● **ACTIVITIES**:
a – In the measures section, what AUDIT score marked hazardous drinking?
b – Please copy the measures section word for word, everything from "Gang membership was" down to "complete all grades23.".

● **TEXT SECTION**:
Outcomes: Hazardous alcohol use and illicit drug use at age 22 years
The 10-item self-report Alcohol Use Disorder Identification Test (AUDIT38) was used to assess hazardous alcohol consumption at age 22 years. The AUDIT is a brief screening tool aiming to detect risky drinking and risk for alcohol dependence with high validity and reliability39 and has been validated using diagnostic interview, physical examinations, and laboratory testing40. The AUDIT was dichotomised at a cut-point of eight and treated as a binary variable. The cut-point of eight or more represents hazardous levels of drinking and has been validated in Brazil41 using psychiatric diagnoses of alcohol use disorders.
Illicit drug use was assessed using the same self-report questionnaire at age 22 years which included questions about lifetime use of cannabis, cocaine, crack, amphetamine-type stimulants, nitrous oxide or other inhalants, hallucinogens, opioids, and other injected illegal drugs. A binary variable was created representing current drug use with “no” representing ‘never used’ (61%), ‘I just tried it’ (17%), and ‘I used to use it but I don’t anymore’ (8%) and “yes” representing ‘I use it occasionally’ (7%), ‘I only use it on weekends’ (1%), and ‘I use it every day or almost every day’ (5%).
Mediators: Police arrest (age 18), gang membership (age 18-22), and school non-completion (22 years)
Police arrest was assessed by self-report at the age of 18, asking if the young person had ever been arrested or detained (“yes” if ever arrested or detained and “no” otherwise).
Gang membership was assessed by self-report at ages 18 and 22 years with questions asking whether the participant had been a gang member in the previous year. Both time points were combined into a binary variable representing gang membership at either time point due to the low prevalence of gang membership (approximately 1% at both time points).
School non-completion (assessed at age 22) was a dichotomous variable indicating if the young person has finished high school (passed all school grades) by age 22 (“yes” if not completed school and “no” if completed). In Brazil, young people typically finish school by age 17, assuming they do not fail any grades; however, a student may continue studying into adulthood until they complete all grades23.
Baseline and intermediate confounders
Baseline confounders and intermediate confounders were drawn from five domains (sociodemographic, individual, peer, family, and community) that have previously been identified as key factors influencing a young person’s behavior (see Supplement 1, available online). Baseline confounders included sex, a score of sociodemographic (e.g., low maternal education) and health (e.g., mother smoking in pregnancy) risk factors for conduct problems (assessed by maternal report or observation during the perinatal period), maternal depression, the quality of the father-child relationship, the quality of the mother-child relationship, parental alcohol consumption, parental smoking status, parental separation, and neighbourhood safety (all assessed at child age 11 years). Intermediate confounders included peer deviance (assessed at child age 11 years), frequency of cigarette smoking and alcohol consumption, and peer drug use (all assessed at child age 15 years).

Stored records
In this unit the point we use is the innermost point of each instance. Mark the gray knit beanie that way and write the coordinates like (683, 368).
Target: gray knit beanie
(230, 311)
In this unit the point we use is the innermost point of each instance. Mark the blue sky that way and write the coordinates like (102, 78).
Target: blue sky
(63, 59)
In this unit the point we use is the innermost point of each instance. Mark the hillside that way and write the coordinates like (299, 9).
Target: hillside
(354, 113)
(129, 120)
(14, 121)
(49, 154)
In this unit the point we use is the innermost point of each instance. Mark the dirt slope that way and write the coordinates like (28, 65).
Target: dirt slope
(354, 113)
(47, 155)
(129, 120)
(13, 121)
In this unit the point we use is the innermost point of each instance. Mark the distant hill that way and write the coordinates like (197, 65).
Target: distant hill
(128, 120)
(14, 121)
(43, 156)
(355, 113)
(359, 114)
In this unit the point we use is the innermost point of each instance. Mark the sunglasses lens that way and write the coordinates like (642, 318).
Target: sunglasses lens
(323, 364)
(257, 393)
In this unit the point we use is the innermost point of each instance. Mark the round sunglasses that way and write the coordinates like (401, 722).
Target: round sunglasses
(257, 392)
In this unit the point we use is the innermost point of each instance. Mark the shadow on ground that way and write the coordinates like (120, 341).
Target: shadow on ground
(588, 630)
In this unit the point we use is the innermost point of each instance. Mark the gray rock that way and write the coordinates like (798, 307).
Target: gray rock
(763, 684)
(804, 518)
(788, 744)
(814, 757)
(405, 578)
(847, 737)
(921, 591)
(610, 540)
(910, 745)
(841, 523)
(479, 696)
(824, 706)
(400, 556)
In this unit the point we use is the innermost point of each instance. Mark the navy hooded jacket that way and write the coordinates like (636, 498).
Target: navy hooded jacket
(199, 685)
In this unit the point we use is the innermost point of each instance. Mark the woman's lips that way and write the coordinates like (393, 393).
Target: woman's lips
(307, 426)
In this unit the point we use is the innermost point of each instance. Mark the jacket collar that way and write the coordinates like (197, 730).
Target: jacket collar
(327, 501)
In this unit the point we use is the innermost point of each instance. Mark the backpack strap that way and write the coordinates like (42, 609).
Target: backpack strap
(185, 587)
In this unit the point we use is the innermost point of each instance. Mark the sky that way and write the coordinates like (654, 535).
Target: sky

● **TASK-BY-TASK RESULTS**:
a – A score of eight or more.

b –
Gang membership was assessed by self-report at ages 18 and 22 years with questions asking whether the participant had been a gang member in the previous year. Both time points were combined into a binary variable representing gang membership at either time point due to the low prevalence of gang membership (approximately 1% at both time points).
School non-completion (assessed at age 22) was a dichotomous variable indicating if the young person has finished high school (passed all school grades) by age 22 (“yes” if not completed school and “no” if completed). In Brazil, young people typically finish school by age 17, assuming they do not fail any grades; however, a student may continue studying into adulthood until they complete all grades23.